[START INFORMATION GIVEN]

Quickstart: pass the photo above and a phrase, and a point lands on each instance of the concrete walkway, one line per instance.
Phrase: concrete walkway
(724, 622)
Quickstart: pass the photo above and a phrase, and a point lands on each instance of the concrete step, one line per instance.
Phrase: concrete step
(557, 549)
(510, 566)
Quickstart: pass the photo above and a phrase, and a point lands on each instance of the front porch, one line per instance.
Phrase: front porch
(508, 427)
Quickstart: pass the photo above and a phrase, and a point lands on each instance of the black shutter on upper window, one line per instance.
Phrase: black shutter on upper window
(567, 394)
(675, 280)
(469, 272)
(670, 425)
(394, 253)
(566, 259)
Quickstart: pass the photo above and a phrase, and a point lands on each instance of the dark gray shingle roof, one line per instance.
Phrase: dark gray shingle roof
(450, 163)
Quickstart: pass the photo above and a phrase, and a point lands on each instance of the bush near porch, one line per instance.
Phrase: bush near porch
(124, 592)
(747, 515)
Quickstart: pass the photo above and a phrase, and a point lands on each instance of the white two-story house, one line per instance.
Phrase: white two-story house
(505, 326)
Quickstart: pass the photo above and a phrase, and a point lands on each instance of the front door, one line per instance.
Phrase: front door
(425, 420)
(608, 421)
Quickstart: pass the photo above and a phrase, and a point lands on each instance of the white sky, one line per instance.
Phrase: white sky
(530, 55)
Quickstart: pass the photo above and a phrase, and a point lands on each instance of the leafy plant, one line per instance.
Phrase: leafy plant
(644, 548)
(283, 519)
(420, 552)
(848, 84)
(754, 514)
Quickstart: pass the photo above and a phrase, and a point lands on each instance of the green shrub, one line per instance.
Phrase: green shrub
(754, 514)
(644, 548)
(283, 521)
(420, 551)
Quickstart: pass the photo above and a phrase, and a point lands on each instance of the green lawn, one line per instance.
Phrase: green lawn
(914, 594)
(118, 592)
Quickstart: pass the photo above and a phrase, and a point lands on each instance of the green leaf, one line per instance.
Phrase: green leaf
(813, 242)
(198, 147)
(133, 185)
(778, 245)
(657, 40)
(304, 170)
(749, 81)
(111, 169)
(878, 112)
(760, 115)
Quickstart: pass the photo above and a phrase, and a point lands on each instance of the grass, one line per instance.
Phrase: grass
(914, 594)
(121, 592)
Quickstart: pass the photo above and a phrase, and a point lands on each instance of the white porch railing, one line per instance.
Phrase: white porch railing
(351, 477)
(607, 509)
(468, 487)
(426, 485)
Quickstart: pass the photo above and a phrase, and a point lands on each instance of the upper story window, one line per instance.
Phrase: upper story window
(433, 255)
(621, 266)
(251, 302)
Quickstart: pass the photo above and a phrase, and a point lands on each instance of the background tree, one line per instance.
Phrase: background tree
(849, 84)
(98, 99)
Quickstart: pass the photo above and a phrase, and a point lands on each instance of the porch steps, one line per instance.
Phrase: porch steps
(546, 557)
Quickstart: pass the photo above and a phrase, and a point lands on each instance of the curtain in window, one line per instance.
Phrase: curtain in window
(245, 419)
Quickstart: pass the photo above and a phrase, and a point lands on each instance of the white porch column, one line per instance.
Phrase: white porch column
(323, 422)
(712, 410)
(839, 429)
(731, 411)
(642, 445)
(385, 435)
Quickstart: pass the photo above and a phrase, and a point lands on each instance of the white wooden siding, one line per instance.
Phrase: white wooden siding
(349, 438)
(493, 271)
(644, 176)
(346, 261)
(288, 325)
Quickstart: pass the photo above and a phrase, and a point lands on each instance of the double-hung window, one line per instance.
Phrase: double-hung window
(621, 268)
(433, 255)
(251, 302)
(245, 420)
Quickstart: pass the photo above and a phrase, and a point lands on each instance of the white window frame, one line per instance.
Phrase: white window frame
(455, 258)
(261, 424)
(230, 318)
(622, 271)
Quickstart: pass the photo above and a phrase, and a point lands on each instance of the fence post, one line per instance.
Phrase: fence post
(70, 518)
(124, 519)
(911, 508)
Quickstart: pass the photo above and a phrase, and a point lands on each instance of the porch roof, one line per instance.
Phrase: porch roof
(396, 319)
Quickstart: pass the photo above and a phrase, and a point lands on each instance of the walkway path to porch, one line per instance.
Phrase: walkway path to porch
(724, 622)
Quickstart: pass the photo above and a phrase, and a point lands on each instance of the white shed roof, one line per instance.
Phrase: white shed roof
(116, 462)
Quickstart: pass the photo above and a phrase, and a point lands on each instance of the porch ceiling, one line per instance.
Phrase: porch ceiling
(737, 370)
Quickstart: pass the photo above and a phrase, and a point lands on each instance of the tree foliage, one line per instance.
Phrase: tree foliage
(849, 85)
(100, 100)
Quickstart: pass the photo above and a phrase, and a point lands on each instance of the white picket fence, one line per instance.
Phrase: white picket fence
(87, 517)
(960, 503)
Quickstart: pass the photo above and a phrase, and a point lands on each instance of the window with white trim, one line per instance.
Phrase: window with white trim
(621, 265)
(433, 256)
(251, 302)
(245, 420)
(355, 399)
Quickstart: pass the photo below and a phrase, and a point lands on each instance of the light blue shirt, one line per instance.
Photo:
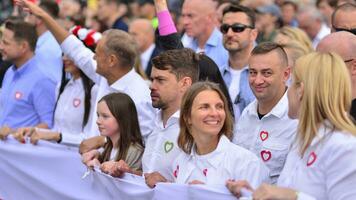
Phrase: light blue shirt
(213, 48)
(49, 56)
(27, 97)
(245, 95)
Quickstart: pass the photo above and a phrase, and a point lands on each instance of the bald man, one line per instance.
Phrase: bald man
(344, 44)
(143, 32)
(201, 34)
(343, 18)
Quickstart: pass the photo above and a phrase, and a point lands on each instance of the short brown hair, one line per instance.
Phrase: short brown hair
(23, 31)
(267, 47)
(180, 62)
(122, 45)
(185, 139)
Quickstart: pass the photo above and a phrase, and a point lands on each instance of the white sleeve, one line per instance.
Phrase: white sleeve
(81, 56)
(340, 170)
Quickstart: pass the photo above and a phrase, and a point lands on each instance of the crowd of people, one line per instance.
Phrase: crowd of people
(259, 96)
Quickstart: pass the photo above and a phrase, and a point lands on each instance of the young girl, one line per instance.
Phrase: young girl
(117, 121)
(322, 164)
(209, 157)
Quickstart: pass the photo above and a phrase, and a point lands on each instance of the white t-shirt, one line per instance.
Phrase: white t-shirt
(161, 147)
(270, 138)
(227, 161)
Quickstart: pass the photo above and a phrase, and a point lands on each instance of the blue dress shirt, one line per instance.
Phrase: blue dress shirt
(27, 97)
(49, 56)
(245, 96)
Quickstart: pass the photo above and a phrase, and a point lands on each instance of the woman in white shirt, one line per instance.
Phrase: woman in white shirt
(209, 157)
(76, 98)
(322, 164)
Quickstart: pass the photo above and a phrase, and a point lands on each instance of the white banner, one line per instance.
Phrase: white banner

[END INFORMATION GIVEN]

EXERCISE GOAL
Reproduce the stretch from the line containing "banner, one line per instance." through the end of the material, substituting "blue banner" for "white banner" and keeping everything else the same.

EXERCISE RESULT
Quickstart: pass the photo above and a phrase, and a point lands on each instance of the blue banner, one line per instance.
Phrase: blue banner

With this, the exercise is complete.